Work to complete → Copy these lines with "Found at" changed to "Located at" everywhere and nothing else altered.

--- START Listed entries ---

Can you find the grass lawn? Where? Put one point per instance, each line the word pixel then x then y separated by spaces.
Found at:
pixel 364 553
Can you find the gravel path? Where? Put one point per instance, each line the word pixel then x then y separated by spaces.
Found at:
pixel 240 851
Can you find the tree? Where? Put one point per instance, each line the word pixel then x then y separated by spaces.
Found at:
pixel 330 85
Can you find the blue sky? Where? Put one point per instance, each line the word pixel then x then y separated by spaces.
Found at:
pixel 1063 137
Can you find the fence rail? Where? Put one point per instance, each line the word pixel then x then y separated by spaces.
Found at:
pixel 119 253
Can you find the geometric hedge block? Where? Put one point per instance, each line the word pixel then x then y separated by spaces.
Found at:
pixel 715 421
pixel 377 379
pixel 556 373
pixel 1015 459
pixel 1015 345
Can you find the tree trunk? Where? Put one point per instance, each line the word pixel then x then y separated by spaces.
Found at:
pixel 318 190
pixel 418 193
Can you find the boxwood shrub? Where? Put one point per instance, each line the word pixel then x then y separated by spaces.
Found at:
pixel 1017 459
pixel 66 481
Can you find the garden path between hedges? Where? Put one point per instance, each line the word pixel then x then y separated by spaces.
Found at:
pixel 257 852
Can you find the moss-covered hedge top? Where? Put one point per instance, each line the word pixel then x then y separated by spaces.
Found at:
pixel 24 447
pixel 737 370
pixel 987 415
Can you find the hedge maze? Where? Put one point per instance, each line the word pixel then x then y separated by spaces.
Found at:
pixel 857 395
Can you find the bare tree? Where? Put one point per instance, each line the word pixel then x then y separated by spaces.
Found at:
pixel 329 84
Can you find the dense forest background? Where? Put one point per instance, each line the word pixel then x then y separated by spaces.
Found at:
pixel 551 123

--- END Listed entries ---

Expected answer →
Can you find the grass lawn? Where? Put one point per instance, each line the word pixel then x then y separated by spaces.
Located at:
pixel 364 553
Can you find the gravel path? Where? Put one point per instance, each line the word pixel then x then y separated by spaces.
Located at:
pixel 240 851
Can you find the tree? Where? Put one point per instance, each line the word pixel then x then y separated by spaces.
Located at:
pixel 330 85
Can you find the blue sky? Where? Put one point per instance, each line the word pixel then x then y separated by spaces.
Located at:
pixel 1063 137
Can you find the fence rail? Where? Put one point per instance, each line the word pixel then x then y separated by spaces.
Located at:
pixel 119 253
Can you find the geometric hedge block? Where? Put one point per instance, each line the word pixel then x then y separated by spaces.
Located at:
pixel 715 421
pixel 377 379
pixel 556 373
pixel 1015 459
pixel 1015 345
Can you find the tree trunk? Where? Put one point per instance, each line the word pixel then x then y separated by spaces.
Located at:
pixel 318 190
pixel 418 193
Can you find the boxwood shrub? Where? Put one point per instance, each line the word pixel then x then y separated by spaces.
Located at:
pixel 1017 459
pixel 66 481
Can you find the garden path between hedges? Where? Put one point per instance, each line the word pixel then x then y separated by spaces.
Located at:
pixel 257 852
Can you find the moss-covered hedge top? Where? Put one point per instance, each line the word pixel then x then y separated by spaces.
Located at:
pixel 24 447
pixel 737 370
pixel 987 415
Can you find the hedge maze? Where? Put one point per instance, each line the word pixel then x then y separated by spaces.
Located at:
pixel 857 395
Can you find the bare tree? Where? Put one point per instance, each line the word pixel then x then y separated by spaces.
Located at:
pixel 329 84
Can you find the dense forest background? Where? Put one point per instance, each line the word pixel then x then y separated by spaces.
Located at:
pixel 551 123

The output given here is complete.